_What to work on_.
1. According to the passage on KV cache memory management, why is one KV cache manager in the centralized scheduler enough when several GPUs are used? Answer in one to three sentences.
2. Pick up the passage on KV cache memory management after its final sentence and keep writing it.

_Source document_.
-*-
When the number of requests surpass the system’s capacity, the authors adopt a FCFS policy. There are two main questions that need to be answered -

What blocks need to be evicted? They use an all-eviction policy where all the blocks relating to a request are evicted.
How to recover evicted blocks? The evicted blocks are copied to the CPI memory, and swapped based on the requirement

They also adopt a recomputation technique if the latency is much lower.

Distributed Execution. When multiple GPUs are present, the memory manager needs to be capable of handling distributed memory. They implement the memory management in a Megatron-LM style tensor model parallelism. Each model shard still processes the same set of input tokens, thus requiring the KV cache for the same positions - so a single KV cache manager within the centralized scheduler suffices.
-*-
(Photo-based referring expression data)
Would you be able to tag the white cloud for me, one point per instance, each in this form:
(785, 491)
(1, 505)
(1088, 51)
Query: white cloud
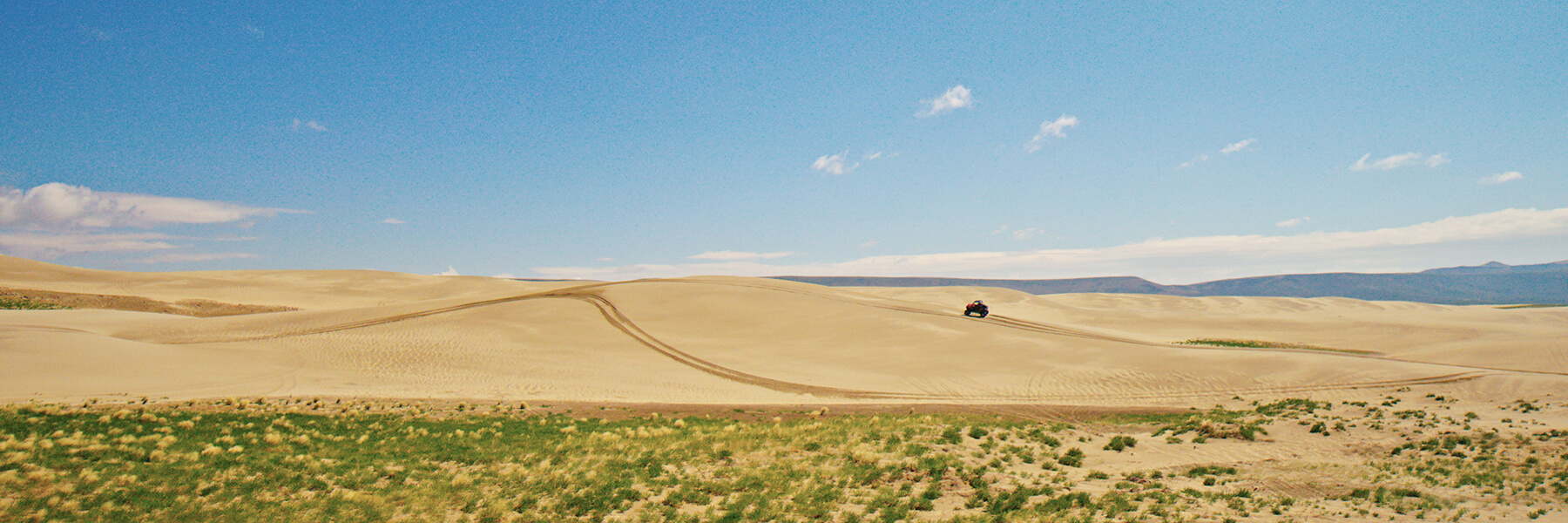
(180, 258)
(1239, 146)
(956, 98)
(1512, 233)
(1051, 127)
(1399, 160)
(737, 255)
(1200, 159)
(833, 164)
(62, 244)
(1293, 221)
(300, 126)
(62, 206)
(1501, 178)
-*-
_Answers to the exercises_.
1. One KV cache manager in the centralized scheduler is enough because each model shard processes the same set of input tokens. So every shard needs the KV cache for the same positions.

2.
Execution and Results

PagedAttention introduces memory access patterns that are not efficiently supported by the existing systems. They implemented their own GPU kernels

1) Fused re-shape and block write

2) Fusing block read and attention

3) Fused block copy

PagedAttention obtains significantly better throughput - It is able to handle 2-3x higher number of requests

The authors also performed a detailed ablation study for

Custom kernel operations - 20-26% lower latency
Block size - If the block size is too small, vLLM may not fully utilize the GPU’s parallelism for reading and processing KV cache. If the block size is too large, internal fragmentation increases and the probability of sharing decreases
Comparison of recomputation and swapping - depends on the PCIe bandwidth

Conclusion

It must be noted that these techniques work well for LLMs because they are memory bound. In other words, other DNN workloads may not see similar improvements because they tend to be compute-bound.

Furthermore, due to the significance of the transformer architecture, numerous specialized serving systems for it have been developed. There are other works like Orca that developed orthogonal techniques to improve GPU utilization.